## What to produce
According to the case summary, from what date did the two attorneys practise without fidelity fund certificates?

═════ Text provided ═════

Law Society of the Northern Provinces v Mogami and Others

Citation(588/08) [2009] ZASCA 107 (22 September 2009)
JurisdictionZA
Area of Law
Legal Practitioners and Professional RegulationAdministrative LawDisciplinary Proceedings

Facts of the Case

The Law Society of the Northern Provinces (appellant) brought disciplinary proceedings against two attorneys, Mr TC Mogami and Mr NMD Mabuse (respondents), who practised in the former Bophuthatswana area. The respondents were members of the Law Society of Bophuthatswana (third respondent). The Attorneys Act 53 of 1979 had been amended in 1998 to give the appellant concurrent jurisdiction with the Bophuthatswana society over disciplinary matters and jurisdiction over Fidelity Fund matters for attorneys in that area (sections 55 and 84A). The respondents and the Bophuthatswana society refused to recognize the appellant's jurisdiction despite clear case law confirming it (Law Society v Maseka 2005 (6) SA 372). The respondents failed to file their annual auditor's report by 31 August 2005, refused the appellant access to inspect their accounting records on 28 September 2005, and practised without fidelity fund certificates from 1 January 2006, which is a criminal offence. Multiple client complaints were lodged alleging failures to account properly to clients including Mrs Motshephe, Mr Mashilo, and Mr Buda. The respondents and the Bophuthatswana society initially denied these failures and filed affidavits denying they lacked fidelity fund certificates, later abandoning this position without explanation. Hendricks J granted an interim suspension order. The full bench subsequently refused punitive action, permitted the respondents to resume practice, and ordered parties to pay their own costs. The appellant appealed.

═════ Listing ═════

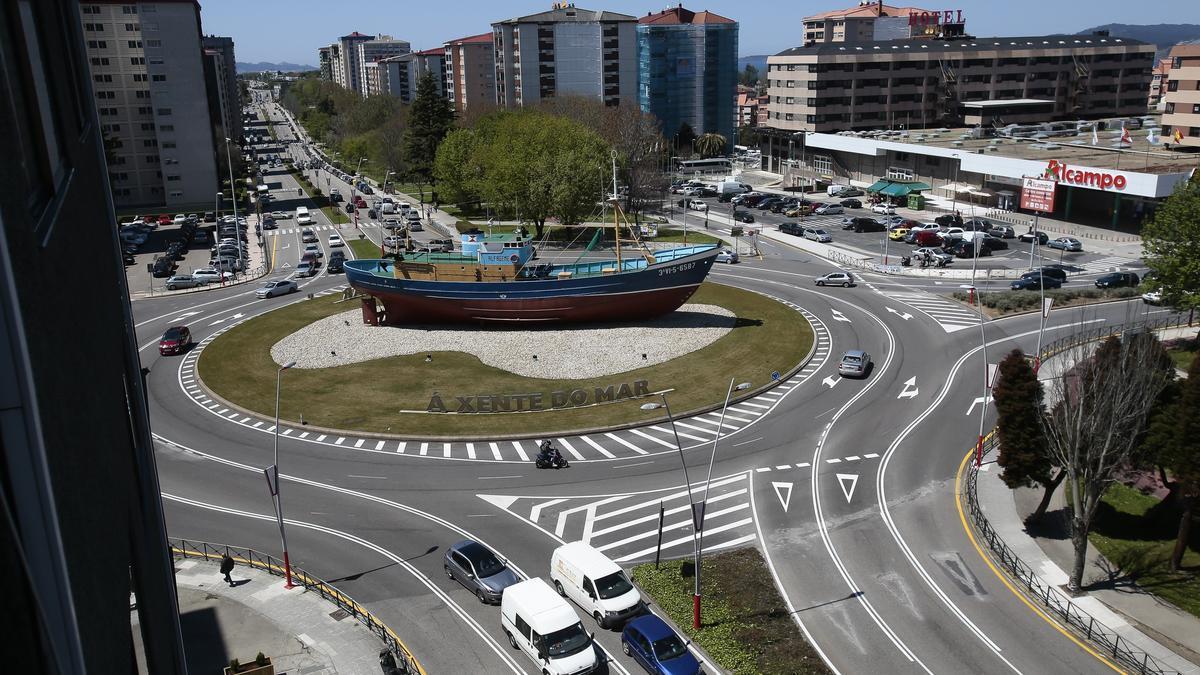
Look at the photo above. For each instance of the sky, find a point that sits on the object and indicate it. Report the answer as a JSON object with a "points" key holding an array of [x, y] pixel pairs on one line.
{"points": [[292, 30]]}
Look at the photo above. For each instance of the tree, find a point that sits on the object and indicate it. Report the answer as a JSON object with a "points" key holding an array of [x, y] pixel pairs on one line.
{"points": [[1097, 420], [1023, 446], [711, 145], [1171, 242], [429, 121], [749, 77]]}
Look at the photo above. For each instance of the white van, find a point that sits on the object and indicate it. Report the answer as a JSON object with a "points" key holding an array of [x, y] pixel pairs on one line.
{"points": [[595, 583], [546, 629]]}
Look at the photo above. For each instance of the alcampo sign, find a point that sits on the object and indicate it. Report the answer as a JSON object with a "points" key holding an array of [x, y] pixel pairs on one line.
{"points": [[538, 400], [1085, 177]]}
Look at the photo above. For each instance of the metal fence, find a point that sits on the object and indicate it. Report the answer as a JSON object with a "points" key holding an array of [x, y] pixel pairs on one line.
{"points": [[204, 550], [1121, 650]]}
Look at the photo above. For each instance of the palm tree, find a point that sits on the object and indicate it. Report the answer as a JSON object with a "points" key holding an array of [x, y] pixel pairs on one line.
{"points": [[711, 145]]}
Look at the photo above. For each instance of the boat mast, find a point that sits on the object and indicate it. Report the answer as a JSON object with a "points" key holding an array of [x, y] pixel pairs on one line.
{"points": [[616, 209]]}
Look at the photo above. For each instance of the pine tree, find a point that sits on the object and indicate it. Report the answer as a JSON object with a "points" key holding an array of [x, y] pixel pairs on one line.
{"points": [[1023, 452], [430, 119]]}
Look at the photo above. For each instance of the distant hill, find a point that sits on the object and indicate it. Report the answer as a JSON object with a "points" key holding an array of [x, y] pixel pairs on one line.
{"points": [[759, 61], [1164, 36], [267, 66]]}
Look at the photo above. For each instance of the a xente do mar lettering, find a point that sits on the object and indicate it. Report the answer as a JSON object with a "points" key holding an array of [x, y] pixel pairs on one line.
{"points": [[1104, 180], [673, 269]]}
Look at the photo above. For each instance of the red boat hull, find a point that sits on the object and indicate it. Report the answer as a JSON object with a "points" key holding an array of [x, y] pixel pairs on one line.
{"points": [[407, 309]]}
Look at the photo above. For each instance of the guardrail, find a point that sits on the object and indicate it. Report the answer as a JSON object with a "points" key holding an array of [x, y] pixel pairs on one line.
{"points": [[204, 550], [1114, 645]]}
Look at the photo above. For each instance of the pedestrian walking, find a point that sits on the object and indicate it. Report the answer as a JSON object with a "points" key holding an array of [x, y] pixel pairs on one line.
{"points": [[226, 568]]}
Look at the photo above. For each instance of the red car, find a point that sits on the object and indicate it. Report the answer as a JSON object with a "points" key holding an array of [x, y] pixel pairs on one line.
{"points": [[175, 340]]}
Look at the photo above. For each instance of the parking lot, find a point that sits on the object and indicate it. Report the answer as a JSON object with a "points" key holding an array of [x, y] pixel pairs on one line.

═════

## Task response
From 1 January 2006.